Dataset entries
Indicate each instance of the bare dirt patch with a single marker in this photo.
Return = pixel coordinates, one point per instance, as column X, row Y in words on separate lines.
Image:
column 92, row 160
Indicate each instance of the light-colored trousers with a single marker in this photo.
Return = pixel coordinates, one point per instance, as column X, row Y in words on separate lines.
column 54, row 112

■ **Problem requirements**: Please transcribe the records exactly from their first line through the line holding "Indicate each instance of the light-colored", and leave out all others.

■ **Output of the task**:
Indicate each instance of the bare dirt patch with a single marker in this photo.
Return = pixel coordinates, one point per instance, as column X, row Y in words on separate lines.
Image:
column 92, row 160
Indicate each instance of the light-colored trousers with a single marker in this photo.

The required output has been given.